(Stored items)
------------------------
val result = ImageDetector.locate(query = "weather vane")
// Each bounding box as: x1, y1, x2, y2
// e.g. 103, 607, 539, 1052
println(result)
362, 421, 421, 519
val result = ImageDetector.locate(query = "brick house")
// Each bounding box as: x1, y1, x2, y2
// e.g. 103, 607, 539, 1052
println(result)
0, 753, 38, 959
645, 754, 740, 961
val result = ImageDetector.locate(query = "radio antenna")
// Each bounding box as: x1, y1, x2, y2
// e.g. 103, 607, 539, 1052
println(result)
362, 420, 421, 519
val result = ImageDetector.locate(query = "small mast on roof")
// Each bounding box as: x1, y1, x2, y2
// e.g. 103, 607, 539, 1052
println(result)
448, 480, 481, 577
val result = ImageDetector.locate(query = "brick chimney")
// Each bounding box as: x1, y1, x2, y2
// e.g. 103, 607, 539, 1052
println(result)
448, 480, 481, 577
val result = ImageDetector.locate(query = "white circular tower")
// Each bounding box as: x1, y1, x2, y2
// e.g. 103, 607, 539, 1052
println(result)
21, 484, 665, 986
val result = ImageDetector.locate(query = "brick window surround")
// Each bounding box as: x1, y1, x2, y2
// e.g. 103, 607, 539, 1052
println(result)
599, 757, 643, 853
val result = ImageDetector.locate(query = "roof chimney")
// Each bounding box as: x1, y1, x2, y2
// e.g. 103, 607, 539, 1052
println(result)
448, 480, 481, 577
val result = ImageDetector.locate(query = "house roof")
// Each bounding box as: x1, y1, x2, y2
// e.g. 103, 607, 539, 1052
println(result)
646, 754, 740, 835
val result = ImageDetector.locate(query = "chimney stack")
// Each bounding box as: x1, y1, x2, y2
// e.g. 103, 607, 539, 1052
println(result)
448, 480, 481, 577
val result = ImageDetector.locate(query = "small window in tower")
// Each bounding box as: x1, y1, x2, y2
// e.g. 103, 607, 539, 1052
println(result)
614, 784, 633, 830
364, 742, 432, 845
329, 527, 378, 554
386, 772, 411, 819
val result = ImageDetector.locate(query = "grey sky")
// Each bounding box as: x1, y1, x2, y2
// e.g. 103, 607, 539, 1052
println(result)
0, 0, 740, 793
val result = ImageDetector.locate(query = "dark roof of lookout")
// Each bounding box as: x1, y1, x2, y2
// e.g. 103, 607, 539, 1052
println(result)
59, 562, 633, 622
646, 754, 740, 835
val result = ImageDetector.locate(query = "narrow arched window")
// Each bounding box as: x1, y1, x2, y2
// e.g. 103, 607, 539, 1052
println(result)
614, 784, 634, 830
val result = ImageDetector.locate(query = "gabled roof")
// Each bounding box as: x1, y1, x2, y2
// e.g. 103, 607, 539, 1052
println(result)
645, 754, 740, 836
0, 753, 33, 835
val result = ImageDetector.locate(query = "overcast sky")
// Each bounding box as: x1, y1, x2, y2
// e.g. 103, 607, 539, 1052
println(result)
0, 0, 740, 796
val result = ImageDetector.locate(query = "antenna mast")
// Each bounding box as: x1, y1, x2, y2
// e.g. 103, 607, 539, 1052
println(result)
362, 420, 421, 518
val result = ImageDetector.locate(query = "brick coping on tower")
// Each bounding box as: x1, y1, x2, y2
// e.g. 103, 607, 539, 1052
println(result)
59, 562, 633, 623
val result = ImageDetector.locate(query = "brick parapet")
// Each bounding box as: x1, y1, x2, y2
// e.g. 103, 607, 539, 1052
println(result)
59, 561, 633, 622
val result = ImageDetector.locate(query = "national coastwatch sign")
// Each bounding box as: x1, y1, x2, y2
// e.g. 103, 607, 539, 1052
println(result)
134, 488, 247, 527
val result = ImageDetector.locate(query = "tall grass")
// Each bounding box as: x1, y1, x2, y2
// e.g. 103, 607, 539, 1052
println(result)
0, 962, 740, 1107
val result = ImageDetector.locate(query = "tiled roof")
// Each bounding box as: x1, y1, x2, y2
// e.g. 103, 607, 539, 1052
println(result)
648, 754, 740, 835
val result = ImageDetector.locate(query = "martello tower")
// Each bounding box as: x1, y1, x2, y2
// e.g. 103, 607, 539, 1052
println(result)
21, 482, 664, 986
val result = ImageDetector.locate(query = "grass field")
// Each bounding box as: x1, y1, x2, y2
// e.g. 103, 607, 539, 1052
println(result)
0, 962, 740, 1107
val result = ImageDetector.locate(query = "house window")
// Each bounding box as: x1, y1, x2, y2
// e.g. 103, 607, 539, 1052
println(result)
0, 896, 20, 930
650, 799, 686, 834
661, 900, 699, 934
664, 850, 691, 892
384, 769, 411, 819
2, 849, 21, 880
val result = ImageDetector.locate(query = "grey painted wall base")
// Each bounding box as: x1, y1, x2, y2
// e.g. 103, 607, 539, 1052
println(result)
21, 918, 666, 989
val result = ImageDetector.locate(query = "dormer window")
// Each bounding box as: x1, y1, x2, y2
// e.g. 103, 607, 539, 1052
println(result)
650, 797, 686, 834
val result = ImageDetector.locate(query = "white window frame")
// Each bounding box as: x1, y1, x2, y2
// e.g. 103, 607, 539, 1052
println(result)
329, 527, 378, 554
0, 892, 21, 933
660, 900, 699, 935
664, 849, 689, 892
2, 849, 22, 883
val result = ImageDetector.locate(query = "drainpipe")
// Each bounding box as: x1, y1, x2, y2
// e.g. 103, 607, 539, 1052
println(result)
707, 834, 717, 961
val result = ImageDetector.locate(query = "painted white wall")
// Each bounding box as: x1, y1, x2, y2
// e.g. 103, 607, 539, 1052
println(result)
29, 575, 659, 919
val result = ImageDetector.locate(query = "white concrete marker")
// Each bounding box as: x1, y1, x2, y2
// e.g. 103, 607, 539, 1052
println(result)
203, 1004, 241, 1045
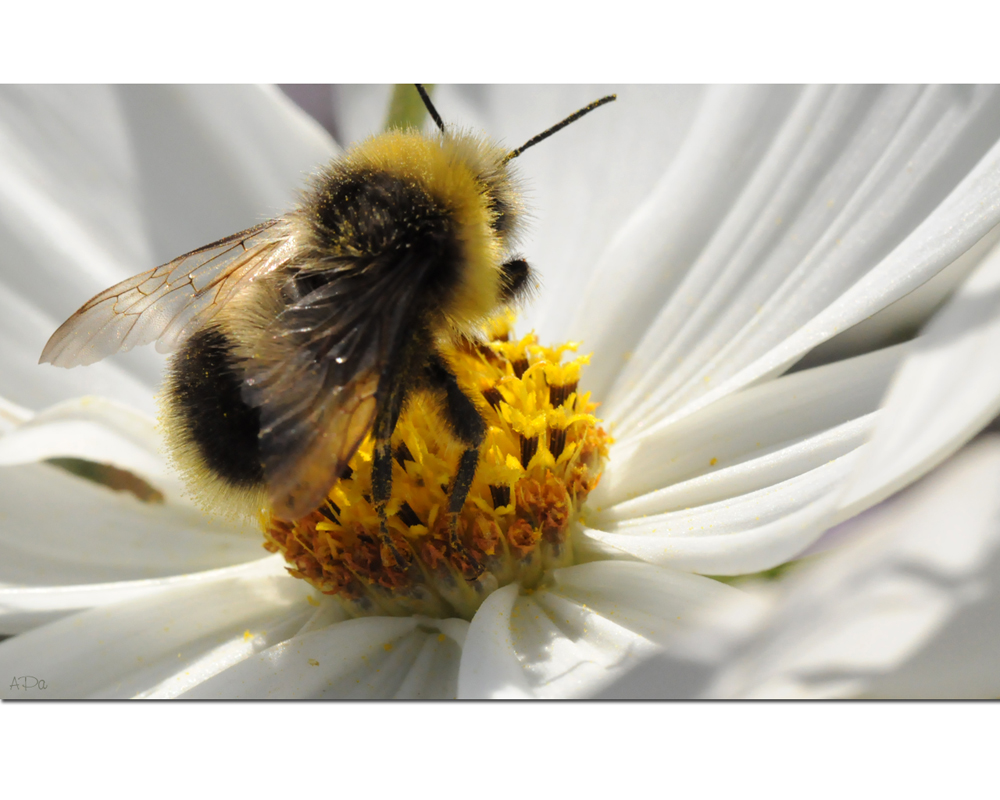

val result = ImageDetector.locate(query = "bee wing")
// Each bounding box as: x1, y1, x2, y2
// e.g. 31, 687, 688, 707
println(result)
244, 257, 429, 519
39, 219, 291, 367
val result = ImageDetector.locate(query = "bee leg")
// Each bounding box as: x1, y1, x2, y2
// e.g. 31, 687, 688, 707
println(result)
372, 392, 410, 569
428, 355, 486, 580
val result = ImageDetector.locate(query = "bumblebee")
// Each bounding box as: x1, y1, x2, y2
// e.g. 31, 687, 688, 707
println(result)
40, 85, 615, 565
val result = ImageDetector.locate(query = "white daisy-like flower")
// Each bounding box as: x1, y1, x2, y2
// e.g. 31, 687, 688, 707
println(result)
0, 87, 1000, 697
602, 433, 1000, 699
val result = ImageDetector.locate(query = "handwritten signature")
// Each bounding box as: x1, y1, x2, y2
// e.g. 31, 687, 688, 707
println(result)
7, 675, 48, 691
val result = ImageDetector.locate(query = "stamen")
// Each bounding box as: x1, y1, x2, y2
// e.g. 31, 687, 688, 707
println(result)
396, 500, 423, 528
264, 318, 610, 619
549, 428, 566, 459
521, 436, 538, 469
490, 484, 510, 508
393, 442, 414, 469
549, 381, 577, 408
483, 386, 503, 409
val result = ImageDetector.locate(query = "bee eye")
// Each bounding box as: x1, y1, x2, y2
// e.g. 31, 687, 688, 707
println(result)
488, 195, 510, 233
500, 258, 531, 300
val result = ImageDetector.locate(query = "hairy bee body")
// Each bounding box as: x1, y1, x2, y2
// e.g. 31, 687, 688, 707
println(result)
161, 131, 528, 515
40, 90, 614, 563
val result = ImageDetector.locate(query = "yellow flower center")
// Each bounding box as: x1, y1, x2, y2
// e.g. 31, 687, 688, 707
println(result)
264, 318, 609, 619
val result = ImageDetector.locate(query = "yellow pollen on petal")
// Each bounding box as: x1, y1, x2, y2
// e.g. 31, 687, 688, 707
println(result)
262, 317, 611, 619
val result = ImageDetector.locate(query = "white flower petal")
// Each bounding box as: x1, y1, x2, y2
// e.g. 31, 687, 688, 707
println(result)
595, 87, 1000, 438
0, 464, 261, 586
579, 450, 861, 575
0, 397, 182, 499
184, 617, 468, 699
434, 85, 708, 338
458, 561, 738, 698
838, 231, 1000, 519
0, 564, 313, 699
0, 556, 288, 635
589, 345, 905, 507
580, 345, 907, 575
709, 436, 1000, 697
0, 86, 335, 413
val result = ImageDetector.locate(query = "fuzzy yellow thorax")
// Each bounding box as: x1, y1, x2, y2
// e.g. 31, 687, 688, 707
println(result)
264, 318, 609, 619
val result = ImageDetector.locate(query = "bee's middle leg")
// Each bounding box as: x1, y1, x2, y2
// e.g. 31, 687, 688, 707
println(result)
372, 392, 409, 569
428, 356, 486, 578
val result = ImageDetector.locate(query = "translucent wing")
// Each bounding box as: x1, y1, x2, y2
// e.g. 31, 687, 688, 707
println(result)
245, 254, 431, 519
39, 219, 291, 367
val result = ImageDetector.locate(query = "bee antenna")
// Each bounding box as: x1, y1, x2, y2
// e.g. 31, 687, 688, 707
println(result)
413, 83, 444, 133
500, 94, 618, 164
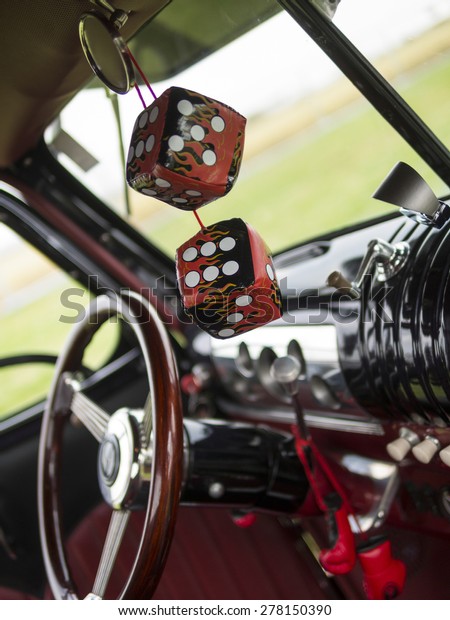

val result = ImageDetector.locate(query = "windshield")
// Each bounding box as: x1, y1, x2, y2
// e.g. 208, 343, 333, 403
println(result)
48, 0, 450, 256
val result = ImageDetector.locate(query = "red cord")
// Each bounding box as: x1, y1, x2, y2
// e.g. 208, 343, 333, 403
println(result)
192, 209, 206, 229
127, 47, 156, 99
134, 82, 147, 110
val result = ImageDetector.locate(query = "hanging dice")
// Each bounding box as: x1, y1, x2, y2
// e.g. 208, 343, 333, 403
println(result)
176, 218, 281, 339
127, 87, 246, 211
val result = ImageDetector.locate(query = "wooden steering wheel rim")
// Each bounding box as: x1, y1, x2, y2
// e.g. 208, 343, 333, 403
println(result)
38, 294, 183, 599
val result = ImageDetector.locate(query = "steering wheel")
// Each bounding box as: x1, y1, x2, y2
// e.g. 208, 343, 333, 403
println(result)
38, 294, 183, 599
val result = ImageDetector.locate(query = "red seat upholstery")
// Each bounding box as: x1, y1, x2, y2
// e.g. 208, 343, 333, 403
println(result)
68, 505, 325, 600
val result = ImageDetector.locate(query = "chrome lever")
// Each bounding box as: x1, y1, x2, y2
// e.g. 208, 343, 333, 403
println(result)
327, 239, 409, 299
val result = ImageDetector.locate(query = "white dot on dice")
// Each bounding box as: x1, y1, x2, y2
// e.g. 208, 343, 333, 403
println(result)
184, 271, 200, 288
222, 260, 239, 276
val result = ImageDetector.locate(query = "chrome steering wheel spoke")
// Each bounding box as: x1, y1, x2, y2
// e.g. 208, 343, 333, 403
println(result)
70, 384, 110, 443
86, 510, 131, 599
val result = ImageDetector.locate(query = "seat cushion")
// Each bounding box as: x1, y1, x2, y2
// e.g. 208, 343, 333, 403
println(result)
68, 505, 326, 600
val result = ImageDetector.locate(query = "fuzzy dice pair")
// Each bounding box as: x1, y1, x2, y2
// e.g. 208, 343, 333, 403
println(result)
127, 87, 281, 339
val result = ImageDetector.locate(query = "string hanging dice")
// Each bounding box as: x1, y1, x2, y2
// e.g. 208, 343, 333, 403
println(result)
176, 218, 281, 339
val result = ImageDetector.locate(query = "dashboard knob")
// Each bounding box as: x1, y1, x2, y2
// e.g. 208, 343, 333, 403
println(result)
386, 437, 412, 461
386, 428, 419, 461
439, 446, 450, 467
412, 435, 441, 465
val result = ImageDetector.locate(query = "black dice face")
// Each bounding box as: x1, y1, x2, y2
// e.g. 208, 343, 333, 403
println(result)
176, 218, 281, 338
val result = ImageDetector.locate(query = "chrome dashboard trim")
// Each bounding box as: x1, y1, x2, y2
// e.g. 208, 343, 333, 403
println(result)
217, 398, 384, 437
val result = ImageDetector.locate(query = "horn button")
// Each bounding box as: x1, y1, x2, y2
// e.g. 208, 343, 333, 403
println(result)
97, 409, 151, 510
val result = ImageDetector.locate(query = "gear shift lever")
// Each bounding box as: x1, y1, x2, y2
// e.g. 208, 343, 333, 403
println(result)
270, 355, 309, 439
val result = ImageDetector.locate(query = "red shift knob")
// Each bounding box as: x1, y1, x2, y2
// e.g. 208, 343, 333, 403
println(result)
358, 536, 406, 600
319, 493, 356, 575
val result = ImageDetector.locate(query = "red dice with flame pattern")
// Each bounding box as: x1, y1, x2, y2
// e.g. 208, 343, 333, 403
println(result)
176, 218, 281, 339
127, 86, 246, 211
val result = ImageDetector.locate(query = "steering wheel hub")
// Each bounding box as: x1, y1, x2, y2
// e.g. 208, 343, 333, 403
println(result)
98, 435, 120, 486
97, 408, 150, 510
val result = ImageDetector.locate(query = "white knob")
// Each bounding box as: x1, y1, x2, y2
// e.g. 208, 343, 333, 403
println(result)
439, 446, 450, 467
386, 437, 411, 461
413, 437, 440, 464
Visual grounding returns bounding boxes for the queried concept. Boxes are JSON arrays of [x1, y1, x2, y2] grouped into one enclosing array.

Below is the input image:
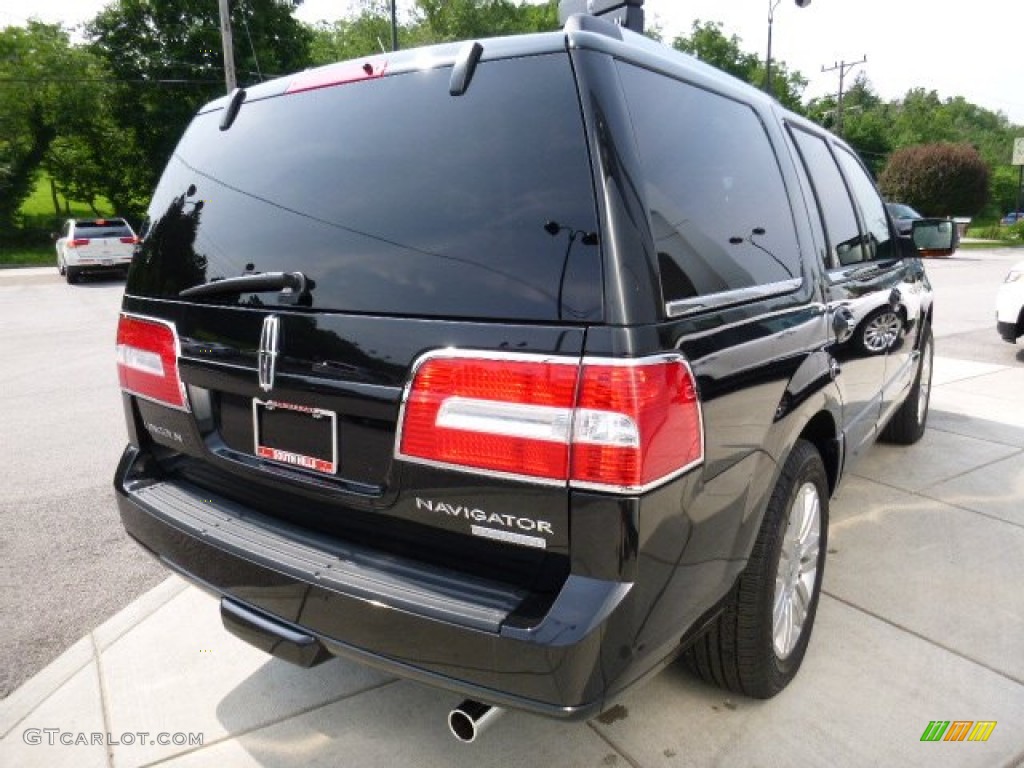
------------------------
Take everything from the start of the data above down through the line containing "0, 0, 740, 793" and give it as a numbered list, skipping any blank lines.

1. val result = ImageDetector.locate(query = "weather vane")
2. // Each bounding box as: x1, y1, x2, y2
3. // e.g. 103, 607, 539, 1052
4. println(result)
5. 362, 421, 421, 519
6. val result = ImageDetector.locate(query = "brick house")
7. // Each bounding box as: x1, y1, x2, y2
8. // e.g. 103, 607, 539, 1052
9. println(result)
10. 0, 753, 38, 959
11. 645, 754, 740, 961
12. val result = ImageDetector.locate(query = "radio antenna")
13. // Each bounding box as: x1, y1, x2, y2
14. // e.g. 103, 607, 539, 1052
15. println(result)
16. 362, 420, 421, 519
17. val result = ImageDetector.locate(query = "small mast on roof")
18. // Each bounding box as: x1, y1, x2, y2
19. // e.g. 103, 607, 539, 1052
20. println(result)
21. 448, 480, 481, 577
22. val result = ImageDetector.locate(query = "brick chimney")
23. // Each bounding box as: x1, y1, x2, y2
24. // e.g. 103, 607, 539, 1052
25. println(result)
26. 448, 480, 481, 577
27. val result = ImageDetector.locate(query = "white circular tower")
28. // Each bounding box as: x1, y1, x2, y2
29. // e.g. 103, 607, 539, 1052
30. println(result)
31. 21, 484, 665, 986
32. val result = ImageDetector.locate(query = "brick window surround")
33. // Each bounding box as: x1, y1, x2, y2
34. // e.g. 103, 607, 539, 1052
35. println(result)
36. 599, 757, 643, 853
37. val result = ImageDetector.locate(query = "roof chimney")
38. // Each bounding box as: x1, y1, x2, y2
39. // e.g. 103, 607, 539, 1052
40. println(result)
41. 448, 480, 481, 577
42. val result = ImageDetector.locate(query = "house roof")
43. // Each bounding box as: x1, y1, x2, y2
44. // e.g. 103, 607, 539, 1052
45. println(result)
46. 646, 754, 740, 835
47. val result = ImageDetector.locate(query = "chimney stack")
48. // Each bounding box as: x1, y1, x2, y2
49. // e.g. 103, 607, 539, 1052
50. println(result)
51. 448, 480, 481, 577
52. val result = ImageDetector.locate(query = "small window in tower")
53. // Each bounding box as: x1, y1, x2, y2
54. // e.g. 103, 607, 539, 1052
55. println(result)
56. 614, 784, 633, 830
57. 364, 742, 432, 845
58. 329, 527, 378, 554
59. 386, 772, 411, 819
60. val result = ImageDetector.locate(query = "grey sky")
61. // Each bounding box as: x1, y1, x2, y2
62. // e.g. 103, 607, 539, 1052
63. println(result)
64. 0, 0, 740, 793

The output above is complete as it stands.